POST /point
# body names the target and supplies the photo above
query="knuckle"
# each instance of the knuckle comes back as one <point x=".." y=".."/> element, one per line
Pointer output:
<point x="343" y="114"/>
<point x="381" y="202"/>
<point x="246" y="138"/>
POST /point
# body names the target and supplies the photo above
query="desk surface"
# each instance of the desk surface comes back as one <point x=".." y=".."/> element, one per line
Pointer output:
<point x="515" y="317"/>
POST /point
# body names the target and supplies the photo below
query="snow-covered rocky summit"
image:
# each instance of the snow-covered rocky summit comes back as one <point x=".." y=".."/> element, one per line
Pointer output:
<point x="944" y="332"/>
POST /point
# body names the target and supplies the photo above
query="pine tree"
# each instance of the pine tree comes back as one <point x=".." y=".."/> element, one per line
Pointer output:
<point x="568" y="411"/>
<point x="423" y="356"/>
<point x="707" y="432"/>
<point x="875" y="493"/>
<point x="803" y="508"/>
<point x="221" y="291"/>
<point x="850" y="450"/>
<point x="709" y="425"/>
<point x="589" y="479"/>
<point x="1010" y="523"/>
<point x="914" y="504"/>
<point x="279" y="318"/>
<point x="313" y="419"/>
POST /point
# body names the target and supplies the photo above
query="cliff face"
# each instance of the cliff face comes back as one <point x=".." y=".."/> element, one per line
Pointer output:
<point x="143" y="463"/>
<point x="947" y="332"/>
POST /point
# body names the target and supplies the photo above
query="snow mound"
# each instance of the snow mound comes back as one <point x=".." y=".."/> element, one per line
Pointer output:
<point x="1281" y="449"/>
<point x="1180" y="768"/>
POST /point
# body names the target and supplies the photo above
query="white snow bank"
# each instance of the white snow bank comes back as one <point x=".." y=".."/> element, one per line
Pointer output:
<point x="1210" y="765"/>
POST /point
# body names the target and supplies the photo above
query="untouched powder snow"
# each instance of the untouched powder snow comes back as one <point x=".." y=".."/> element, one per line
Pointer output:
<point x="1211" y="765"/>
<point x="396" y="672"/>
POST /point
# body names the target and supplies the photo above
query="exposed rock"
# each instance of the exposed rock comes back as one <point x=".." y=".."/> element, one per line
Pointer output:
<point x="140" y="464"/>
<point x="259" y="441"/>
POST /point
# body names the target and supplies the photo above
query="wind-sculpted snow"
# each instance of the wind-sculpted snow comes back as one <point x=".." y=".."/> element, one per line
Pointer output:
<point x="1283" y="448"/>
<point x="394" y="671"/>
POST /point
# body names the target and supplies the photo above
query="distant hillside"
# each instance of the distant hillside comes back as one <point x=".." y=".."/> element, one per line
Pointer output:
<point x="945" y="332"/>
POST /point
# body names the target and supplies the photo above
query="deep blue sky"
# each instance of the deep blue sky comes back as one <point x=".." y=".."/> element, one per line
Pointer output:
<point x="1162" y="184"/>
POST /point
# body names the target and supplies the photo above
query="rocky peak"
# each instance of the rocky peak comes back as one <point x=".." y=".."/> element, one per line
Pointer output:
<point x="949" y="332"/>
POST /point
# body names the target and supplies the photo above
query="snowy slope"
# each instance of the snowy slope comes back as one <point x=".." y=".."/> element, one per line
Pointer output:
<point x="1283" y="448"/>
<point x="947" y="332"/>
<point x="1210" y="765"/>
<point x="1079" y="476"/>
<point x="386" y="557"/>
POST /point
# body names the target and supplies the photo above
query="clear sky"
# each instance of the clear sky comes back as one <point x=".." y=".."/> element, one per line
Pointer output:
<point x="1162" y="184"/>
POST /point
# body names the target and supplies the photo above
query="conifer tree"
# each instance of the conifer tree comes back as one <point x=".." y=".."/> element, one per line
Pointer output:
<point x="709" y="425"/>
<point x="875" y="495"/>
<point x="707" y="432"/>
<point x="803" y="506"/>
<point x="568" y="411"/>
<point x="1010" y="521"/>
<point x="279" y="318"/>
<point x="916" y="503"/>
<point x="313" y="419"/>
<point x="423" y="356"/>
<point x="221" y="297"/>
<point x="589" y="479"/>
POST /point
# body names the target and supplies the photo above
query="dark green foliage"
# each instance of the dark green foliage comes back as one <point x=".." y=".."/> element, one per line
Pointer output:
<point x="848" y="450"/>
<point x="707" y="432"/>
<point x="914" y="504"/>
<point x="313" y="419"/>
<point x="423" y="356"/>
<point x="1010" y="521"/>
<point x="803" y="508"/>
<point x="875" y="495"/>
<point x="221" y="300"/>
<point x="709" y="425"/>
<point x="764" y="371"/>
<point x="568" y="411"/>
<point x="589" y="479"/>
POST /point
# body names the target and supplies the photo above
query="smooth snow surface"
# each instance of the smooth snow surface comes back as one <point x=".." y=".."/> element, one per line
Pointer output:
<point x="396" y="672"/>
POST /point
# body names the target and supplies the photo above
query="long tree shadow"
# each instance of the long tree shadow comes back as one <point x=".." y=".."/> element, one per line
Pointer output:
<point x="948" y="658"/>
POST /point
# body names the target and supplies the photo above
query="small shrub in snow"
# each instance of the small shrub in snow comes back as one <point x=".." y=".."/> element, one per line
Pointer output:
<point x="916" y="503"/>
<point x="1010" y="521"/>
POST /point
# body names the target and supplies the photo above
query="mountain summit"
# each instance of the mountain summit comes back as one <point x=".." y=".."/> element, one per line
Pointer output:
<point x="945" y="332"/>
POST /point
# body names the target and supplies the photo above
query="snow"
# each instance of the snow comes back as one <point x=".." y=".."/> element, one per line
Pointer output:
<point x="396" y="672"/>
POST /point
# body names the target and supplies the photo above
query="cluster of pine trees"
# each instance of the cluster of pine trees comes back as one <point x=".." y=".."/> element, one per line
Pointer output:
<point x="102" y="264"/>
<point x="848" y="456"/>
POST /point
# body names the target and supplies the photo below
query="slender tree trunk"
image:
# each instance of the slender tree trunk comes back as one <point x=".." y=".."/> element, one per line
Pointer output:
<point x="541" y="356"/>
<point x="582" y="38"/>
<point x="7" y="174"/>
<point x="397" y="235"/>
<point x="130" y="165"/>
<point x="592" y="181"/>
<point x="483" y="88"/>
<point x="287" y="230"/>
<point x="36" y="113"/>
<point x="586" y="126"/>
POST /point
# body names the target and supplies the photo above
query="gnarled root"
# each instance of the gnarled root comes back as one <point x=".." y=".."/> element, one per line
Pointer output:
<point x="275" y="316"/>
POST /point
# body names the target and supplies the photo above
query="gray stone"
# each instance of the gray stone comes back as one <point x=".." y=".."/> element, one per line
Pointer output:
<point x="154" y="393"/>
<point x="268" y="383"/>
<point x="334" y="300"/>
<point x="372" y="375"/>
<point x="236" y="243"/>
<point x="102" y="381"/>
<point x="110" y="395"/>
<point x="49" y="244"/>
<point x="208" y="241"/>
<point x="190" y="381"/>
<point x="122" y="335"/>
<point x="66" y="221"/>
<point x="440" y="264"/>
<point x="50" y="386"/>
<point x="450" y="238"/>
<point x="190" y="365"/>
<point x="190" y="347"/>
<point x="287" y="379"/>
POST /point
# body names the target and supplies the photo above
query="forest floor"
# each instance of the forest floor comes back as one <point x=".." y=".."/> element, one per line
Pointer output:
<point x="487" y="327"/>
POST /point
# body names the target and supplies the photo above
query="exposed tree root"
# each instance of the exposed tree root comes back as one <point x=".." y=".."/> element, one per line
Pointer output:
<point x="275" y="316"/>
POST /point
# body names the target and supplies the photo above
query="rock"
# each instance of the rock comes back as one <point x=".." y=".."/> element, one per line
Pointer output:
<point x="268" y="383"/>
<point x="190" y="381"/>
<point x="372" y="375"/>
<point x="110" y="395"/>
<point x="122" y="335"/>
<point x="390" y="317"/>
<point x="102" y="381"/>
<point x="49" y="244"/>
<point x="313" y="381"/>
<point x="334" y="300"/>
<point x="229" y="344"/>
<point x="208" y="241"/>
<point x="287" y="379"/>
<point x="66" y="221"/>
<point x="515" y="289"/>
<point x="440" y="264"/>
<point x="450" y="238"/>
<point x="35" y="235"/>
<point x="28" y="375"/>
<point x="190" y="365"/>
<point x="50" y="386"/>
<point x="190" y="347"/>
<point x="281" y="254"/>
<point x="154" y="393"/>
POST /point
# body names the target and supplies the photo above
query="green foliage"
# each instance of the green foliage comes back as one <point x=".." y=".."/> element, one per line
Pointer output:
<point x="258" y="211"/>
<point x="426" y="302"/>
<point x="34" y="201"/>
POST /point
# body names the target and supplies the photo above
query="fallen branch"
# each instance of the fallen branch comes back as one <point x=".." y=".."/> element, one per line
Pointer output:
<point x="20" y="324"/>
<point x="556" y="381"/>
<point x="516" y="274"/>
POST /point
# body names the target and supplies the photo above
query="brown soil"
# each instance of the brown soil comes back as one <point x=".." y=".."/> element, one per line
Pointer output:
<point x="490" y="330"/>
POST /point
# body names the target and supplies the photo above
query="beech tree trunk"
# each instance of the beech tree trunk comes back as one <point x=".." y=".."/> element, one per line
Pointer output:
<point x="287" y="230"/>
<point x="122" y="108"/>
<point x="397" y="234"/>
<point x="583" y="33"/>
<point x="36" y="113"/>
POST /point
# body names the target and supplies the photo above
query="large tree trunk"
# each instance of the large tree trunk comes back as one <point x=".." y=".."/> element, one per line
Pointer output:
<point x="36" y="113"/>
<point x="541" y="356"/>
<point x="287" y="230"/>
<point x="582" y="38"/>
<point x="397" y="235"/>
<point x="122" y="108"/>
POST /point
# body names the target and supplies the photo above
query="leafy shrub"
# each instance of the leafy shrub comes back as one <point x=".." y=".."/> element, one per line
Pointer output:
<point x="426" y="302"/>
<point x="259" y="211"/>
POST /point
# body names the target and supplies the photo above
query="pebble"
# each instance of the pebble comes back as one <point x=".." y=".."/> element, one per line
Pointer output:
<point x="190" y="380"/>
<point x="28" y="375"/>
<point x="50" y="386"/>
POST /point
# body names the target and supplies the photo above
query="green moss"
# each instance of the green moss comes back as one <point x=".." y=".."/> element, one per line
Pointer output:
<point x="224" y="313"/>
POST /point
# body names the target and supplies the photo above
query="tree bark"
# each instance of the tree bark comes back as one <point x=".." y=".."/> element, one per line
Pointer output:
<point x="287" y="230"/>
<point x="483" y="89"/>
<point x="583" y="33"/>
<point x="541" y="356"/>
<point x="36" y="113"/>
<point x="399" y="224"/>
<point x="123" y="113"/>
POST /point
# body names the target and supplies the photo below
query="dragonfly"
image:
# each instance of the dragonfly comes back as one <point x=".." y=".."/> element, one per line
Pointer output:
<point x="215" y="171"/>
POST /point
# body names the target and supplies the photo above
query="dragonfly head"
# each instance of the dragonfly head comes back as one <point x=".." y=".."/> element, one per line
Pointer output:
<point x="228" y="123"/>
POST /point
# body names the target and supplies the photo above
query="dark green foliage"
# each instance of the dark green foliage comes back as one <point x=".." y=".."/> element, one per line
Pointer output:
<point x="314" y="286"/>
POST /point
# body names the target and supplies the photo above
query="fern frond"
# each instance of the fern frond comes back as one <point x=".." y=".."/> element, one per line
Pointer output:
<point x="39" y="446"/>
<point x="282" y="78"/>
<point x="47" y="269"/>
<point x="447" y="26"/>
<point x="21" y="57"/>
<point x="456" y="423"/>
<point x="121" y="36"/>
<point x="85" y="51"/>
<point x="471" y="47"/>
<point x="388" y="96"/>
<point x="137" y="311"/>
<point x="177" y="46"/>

■ **Problem details**
Report every line in the entries above that contains the word "bank". Case counts.

■ **Answer to this task**
query="white snow bank"
# each instance of the white snow bank comes back as one <point x=".." y=".."/> element, one per line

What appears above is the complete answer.